--- Reading text ---
☆ ☆ ☆ ☆

I've recently started using lambdas an awful lot within threads, and want to make sure I'm not setting myself up for thread-safety issues/crashes later. My usual way of using them is:
class SomeClass {
int someid;
void NextCommand();
std::function<void(int, int)> StoreNumbers;
SomeClass(id, fn); // constructor sets id and storenumbers fn
}
// Called from multiple threads
static void read_callback(int fd, void* ptr)
{
SomeClass* sc = static_cast<SomeClass*>ptr;
..
sc->StoreNumbers(someint,someotherint); // voila, thread specific storage.
}
static DWORD WINAPI ThreadFn(LPVOID param)
{
std::list<int> ints1;
std::list<int> ints2;
auto storenumbers = [&] (int i, int i2) {
// thread specific lambda.
ints1.push_back(i);
ints2.push_back(i2);
};
SomeClass s(id, storenumbers);
...

☆ ☆ ☆ ☆

Records for identifying positions
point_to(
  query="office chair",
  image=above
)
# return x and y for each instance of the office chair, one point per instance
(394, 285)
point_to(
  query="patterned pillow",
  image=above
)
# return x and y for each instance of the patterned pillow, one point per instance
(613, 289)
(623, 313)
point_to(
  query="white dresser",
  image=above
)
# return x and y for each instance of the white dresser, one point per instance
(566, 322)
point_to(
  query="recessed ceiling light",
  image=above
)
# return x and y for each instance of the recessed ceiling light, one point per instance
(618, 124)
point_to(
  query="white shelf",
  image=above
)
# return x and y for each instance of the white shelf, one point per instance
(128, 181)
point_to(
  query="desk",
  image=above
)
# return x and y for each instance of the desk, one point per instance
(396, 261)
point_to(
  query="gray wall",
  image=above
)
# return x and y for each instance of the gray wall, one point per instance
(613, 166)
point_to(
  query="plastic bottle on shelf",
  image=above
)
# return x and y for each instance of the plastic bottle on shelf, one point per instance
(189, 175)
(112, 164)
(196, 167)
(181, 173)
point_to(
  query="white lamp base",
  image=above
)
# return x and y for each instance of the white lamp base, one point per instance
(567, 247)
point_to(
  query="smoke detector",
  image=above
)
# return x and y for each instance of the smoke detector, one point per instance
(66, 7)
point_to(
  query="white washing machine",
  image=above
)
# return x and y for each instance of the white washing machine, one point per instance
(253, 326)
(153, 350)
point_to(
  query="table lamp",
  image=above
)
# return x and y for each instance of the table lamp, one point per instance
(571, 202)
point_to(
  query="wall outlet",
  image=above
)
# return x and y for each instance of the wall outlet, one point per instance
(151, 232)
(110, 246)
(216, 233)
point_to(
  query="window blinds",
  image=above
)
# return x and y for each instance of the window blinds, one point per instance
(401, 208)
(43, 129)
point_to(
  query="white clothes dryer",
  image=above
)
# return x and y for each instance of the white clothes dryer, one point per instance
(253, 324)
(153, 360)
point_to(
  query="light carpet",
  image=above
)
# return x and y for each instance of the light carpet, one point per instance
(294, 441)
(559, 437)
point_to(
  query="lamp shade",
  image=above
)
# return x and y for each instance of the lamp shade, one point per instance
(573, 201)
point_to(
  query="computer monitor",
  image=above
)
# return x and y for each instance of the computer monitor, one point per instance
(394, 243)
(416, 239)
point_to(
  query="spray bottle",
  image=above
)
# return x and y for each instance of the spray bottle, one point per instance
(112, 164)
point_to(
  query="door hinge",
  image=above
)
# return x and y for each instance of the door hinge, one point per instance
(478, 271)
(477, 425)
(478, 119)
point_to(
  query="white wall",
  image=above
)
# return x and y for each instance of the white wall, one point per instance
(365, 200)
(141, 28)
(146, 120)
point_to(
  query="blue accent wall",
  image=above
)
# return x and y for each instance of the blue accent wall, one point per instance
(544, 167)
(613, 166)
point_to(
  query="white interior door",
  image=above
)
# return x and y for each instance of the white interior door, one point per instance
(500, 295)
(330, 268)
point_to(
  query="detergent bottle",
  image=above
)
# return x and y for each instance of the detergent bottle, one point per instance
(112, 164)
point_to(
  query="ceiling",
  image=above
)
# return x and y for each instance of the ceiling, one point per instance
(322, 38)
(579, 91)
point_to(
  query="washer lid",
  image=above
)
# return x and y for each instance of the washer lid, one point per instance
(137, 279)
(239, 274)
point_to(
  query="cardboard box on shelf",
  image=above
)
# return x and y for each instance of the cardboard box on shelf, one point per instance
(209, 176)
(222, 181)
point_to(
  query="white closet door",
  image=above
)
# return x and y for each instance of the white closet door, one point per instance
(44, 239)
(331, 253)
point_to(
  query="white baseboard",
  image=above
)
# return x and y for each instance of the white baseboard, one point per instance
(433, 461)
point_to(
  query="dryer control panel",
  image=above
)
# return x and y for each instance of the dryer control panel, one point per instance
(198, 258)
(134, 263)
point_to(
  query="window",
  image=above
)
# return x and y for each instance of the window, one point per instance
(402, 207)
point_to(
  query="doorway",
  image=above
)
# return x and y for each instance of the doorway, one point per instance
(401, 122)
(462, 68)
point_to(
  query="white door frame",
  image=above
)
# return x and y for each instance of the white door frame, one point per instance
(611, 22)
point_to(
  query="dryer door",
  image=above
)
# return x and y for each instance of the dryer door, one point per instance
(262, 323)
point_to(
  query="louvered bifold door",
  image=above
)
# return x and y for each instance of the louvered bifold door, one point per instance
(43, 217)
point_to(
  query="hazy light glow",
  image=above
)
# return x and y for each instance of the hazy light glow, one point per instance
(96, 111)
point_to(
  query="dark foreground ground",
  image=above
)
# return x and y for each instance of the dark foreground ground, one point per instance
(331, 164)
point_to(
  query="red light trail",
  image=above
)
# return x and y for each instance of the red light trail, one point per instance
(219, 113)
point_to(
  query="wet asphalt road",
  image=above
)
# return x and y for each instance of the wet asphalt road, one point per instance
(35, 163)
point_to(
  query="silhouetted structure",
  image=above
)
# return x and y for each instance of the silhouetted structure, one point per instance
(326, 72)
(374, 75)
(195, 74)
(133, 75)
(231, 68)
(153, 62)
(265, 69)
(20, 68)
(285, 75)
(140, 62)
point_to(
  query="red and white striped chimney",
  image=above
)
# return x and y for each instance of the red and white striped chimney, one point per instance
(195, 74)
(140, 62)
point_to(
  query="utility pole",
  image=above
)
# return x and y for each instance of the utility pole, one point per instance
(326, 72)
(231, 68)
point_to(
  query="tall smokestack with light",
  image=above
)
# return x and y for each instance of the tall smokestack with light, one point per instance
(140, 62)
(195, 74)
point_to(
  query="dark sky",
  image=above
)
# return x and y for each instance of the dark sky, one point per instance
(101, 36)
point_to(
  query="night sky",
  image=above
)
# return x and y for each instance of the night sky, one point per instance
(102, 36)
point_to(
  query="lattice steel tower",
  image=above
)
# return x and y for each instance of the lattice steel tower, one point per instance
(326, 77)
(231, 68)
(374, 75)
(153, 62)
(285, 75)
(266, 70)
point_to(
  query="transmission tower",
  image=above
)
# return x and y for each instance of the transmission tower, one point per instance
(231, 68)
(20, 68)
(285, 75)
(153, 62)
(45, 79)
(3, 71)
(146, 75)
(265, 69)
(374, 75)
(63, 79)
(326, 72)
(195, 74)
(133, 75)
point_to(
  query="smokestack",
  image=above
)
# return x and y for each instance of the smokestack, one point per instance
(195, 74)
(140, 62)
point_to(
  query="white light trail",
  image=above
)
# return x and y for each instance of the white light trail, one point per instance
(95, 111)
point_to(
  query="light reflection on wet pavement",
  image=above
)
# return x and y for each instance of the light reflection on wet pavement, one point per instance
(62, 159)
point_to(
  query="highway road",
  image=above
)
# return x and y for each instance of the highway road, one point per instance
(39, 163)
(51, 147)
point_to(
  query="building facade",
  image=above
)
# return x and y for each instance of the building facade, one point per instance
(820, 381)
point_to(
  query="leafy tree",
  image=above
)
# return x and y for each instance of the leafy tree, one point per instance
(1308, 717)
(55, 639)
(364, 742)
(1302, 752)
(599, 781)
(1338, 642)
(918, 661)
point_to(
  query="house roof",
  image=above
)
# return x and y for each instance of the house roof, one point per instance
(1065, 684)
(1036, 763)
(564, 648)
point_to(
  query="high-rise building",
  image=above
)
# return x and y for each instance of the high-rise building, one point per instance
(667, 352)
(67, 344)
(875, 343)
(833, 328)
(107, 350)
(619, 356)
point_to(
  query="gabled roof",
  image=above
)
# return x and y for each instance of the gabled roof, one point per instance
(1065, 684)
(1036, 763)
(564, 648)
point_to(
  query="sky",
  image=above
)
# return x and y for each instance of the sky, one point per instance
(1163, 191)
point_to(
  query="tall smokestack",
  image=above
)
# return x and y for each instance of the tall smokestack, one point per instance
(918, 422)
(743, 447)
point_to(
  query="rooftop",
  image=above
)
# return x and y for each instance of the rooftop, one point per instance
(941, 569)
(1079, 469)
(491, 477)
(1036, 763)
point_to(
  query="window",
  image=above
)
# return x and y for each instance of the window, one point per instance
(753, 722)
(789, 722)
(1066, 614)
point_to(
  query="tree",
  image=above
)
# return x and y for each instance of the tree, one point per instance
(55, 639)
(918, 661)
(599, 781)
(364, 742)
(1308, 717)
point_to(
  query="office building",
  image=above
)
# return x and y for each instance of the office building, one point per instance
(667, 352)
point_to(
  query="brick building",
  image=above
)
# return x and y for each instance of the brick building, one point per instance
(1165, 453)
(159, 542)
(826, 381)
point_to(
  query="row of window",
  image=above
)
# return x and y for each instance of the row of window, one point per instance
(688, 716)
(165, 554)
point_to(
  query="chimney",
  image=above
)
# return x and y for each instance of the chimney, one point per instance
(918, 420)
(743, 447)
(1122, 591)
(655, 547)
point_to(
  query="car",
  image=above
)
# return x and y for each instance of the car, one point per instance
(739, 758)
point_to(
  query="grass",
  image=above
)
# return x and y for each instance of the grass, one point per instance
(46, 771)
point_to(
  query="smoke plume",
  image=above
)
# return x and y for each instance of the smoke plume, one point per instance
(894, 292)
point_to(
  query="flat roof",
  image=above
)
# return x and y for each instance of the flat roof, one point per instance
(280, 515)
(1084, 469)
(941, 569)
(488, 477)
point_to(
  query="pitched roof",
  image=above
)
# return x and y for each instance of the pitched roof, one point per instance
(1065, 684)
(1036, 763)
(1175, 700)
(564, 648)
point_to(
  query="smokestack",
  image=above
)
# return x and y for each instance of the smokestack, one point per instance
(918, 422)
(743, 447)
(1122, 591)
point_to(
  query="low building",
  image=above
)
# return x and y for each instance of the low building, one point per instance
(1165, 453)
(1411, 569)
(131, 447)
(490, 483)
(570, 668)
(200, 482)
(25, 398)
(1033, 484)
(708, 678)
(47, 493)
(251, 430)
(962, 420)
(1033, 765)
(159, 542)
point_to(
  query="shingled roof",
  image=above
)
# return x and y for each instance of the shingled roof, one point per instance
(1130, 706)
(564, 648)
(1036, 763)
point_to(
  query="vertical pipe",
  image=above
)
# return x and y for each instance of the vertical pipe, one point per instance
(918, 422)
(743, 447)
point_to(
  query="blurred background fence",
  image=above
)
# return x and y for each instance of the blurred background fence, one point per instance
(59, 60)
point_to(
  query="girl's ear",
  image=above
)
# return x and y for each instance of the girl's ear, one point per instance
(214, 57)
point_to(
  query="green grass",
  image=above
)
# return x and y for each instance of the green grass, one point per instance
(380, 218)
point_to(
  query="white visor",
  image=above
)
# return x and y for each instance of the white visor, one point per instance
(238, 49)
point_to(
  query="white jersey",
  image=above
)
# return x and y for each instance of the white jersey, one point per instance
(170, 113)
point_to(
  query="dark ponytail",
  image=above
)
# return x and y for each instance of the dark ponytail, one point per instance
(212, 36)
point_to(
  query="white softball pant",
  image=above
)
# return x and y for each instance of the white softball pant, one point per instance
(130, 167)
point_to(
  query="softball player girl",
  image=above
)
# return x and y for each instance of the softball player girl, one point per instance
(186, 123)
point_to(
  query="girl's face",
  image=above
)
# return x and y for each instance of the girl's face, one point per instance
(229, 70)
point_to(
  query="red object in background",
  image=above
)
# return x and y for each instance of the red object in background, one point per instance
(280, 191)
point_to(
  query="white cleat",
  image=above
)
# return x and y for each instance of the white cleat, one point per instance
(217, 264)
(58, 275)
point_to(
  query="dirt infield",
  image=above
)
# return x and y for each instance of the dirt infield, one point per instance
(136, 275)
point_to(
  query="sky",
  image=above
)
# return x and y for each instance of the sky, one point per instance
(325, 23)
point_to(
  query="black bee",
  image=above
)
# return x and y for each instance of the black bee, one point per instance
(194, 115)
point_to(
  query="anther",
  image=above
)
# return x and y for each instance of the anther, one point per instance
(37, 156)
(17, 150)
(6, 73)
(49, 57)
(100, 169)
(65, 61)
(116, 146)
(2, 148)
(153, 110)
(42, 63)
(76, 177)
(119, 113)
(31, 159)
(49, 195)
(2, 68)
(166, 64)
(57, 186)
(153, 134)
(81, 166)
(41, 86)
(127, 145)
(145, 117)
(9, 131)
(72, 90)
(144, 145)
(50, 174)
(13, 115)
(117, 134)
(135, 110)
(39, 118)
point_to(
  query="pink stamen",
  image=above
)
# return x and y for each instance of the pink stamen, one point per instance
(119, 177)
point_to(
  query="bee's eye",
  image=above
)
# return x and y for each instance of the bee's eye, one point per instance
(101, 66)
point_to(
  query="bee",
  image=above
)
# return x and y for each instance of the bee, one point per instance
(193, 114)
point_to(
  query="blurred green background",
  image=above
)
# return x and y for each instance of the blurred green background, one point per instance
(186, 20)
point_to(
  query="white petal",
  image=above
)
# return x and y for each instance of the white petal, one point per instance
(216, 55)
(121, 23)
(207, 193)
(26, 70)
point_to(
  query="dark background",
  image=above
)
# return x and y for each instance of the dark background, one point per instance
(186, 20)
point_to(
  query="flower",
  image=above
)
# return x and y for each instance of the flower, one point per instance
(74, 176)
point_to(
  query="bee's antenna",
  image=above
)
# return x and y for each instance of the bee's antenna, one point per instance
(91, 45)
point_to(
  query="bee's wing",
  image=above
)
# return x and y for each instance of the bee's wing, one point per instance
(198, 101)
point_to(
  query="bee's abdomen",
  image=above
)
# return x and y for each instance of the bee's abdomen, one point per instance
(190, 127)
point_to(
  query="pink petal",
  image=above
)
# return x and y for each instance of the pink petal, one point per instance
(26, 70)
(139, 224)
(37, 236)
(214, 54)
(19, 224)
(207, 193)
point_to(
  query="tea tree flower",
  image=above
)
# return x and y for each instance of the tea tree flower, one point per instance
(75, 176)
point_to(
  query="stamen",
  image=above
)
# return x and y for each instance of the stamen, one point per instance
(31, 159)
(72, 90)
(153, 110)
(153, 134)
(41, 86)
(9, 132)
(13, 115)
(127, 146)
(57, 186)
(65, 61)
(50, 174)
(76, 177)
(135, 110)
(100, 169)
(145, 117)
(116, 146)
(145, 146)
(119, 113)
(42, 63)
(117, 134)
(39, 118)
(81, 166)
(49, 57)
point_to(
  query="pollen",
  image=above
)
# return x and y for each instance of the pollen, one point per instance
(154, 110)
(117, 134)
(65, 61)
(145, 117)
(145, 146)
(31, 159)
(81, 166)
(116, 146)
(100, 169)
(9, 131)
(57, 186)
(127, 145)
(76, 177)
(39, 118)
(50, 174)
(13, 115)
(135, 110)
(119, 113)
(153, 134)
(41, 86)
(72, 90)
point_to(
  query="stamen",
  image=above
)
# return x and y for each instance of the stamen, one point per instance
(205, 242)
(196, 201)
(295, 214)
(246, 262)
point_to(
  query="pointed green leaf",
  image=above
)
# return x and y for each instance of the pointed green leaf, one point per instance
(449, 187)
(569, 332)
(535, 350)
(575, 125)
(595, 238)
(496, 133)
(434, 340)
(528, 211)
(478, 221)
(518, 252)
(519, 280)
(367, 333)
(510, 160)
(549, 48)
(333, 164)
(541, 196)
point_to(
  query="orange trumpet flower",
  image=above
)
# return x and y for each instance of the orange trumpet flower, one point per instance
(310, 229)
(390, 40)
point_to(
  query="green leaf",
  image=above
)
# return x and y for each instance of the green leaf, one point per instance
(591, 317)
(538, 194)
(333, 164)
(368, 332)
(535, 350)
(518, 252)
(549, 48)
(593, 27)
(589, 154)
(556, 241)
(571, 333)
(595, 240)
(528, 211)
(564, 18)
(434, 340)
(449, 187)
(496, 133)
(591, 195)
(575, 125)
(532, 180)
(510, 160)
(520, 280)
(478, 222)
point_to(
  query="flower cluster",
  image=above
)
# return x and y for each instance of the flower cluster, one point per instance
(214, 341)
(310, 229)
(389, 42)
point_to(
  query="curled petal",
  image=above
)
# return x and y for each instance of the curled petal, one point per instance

☆ ☆ ☆ ☆

--- Task to complete ---
Carry on the post on lambdas in threads from its last shown line. The records are material apart from the post on lambdas in threads.

--- Output of the task ---
// set up something that eventually calls read_callback with s set as the ptr.
}
ThreadFn is used as the thread function for 30-40 threads.
Is this acceptable? I usually have a few of these thread-specific lambdas that operate on a bunch of thread specific data.
Thank you!
There's no problem here. A data access with a lambda is no different to a data access with a named function, through inline code, a traditional functor, one made with bind, or any other way. As long as that lambda is invoked from only one thread at a time, I don't see any evidence of thread-related problems.